**LISTA DE EXERCÍCIOS**
1 > Copie, sem alterações, o trecho do texto sobre o antídoto contra veneno de cobra que vai de "Os cientistas isolaram" até "contra veneno de cobra.".
2 > Prossiga com o texto sobre o antídoto contra veneno de cobra a partir da última frase apresentada.

**TEXTO DO DOCUMENTO**
========================================================================

Homem picado 200x vira doador para antídoto contra cobras
Um homem picado 200 vezes por cobras — e, além disso, se expôs de maneira voluntária ao veneno delas — ajudou a desenvolver um antídoto possivelmente universal.
Os anticorpos do norte-americano Tim Friede, entusiasta de cobras, foram cruciais para o desenvolvimento da nova solução. Friede foi picado por cobras venenosas mais de 200 vezes intencionalmente. Além disso, o homem injetou veneno de cobra em seu corpo por 18 anos, despertando o interesse de cientistas para desenvolver um possível antiveneno universal.
Jacob Glanville, da Centivax, empresa que desenvolve uma vacina universal para gripe, e Peter Kwong, da Universidade de Columbia, nos EUA, descobriram sobre Freide pela imprensa.
Para criar o novo antídoto, Friede forneceu amostras do seu sangue à dupla. Glanville, Kwong e outros cientistas publicaram um estudo na última sexta-feira (2) detalhando o desenvolvimento do antibiótico.
Os cientistas isolaram e replicaram os anticorpos das amostras, especificamente os que neutralizam as principais toxinas do veneno de cobra. Em seguida, os cientistas combinaram os anticorpos do homem picado com o inibidor enzimático varespladib (VPL), que apresenta efeitos de antídoto contra veneno de cobra.

========================================================================

**DADOS REGISTRADOS**

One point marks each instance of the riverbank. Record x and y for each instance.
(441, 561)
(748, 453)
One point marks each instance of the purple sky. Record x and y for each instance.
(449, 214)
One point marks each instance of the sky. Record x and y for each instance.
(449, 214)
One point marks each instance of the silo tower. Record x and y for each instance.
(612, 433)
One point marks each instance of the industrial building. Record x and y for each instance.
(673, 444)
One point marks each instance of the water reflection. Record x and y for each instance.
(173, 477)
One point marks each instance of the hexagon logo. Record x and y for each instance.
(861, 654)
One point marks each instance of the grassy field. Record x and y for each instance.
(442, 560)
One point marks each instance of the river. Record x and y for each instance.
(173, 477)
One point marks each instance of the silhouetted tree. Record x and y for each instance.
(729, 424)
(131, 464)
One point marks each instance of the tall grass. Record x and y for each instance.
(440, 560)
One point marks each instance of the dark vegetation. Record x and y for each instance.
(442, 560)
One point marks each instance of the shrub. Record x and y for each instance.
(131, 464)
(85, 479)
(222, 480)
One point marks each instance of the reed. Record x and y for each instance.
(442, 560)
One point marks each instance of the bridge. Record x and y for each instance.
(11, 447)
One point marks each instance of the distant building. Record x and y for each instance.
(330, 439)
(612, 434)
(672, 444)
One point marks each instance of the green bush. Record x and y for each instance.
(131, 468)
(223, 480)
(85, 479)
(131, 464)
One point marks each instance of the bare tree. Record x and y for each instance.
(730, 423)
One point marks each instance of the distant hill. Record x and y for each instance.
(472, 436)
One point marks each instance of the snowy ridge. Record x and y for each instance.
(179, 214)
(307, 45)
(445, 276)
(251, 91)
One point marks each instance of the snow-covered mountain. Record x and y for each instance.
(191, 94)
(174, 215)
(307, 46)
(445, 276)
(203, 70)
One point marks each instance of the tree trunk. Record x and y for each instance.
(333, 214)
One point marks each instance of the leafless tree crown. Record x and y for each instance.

========================================================================

**GABARITO**
1 >
Os cientistas isolaram e replicaram os anticorpos das amostras, especificamente os que neutralizam as principais toxinas do veneno de cobra. Em seguida, os cientistas combinaram os anticorpos do homem picado com o inibidor enzimático varespladib (VPL), que apresenta efeitos de antídoto contra veneno de cobra.

2 >
Anticorpos de homem picado 200 vezes neutralizou veneno de 19 cobras
De acordo com a ciência, a testagem em humanos ainda está longe. Desse modo, os cientistas realizaram testes em ratos usando o antídoto com os anticorpos de Friede, neutralizando total ou parcialmente o veneno de 19 das cobras mais peçonhentas do mundo.
No estudo, os cientistas focaram em cobras da família Elipidae, que representa quase metade das 600 cobras mais venenosas do mundo. O veneno dessas cobras contém neurotoxinas de cadeia longa e curta, que afetam o sistema nervoso.
Os anticorpos do homem se mostraram eficientes em neutralizar ambas toxinas, oferecendo proteção contra uma ampla gama de cobras. Aliás, a junção dos anticorpos humanos com o VPL formaram um novo coquetel terapêutico, que representa uma mudança de direção no desenvolvimento convencional de antivenenos.
A produção atual de antivenenos se baseia em imunizar animais com veneno de cobra e extrair seus anticorpos. Essa abordagem se limita a um pequeno grupo de espécies de cobra e possuem riscos de reações imunológicas.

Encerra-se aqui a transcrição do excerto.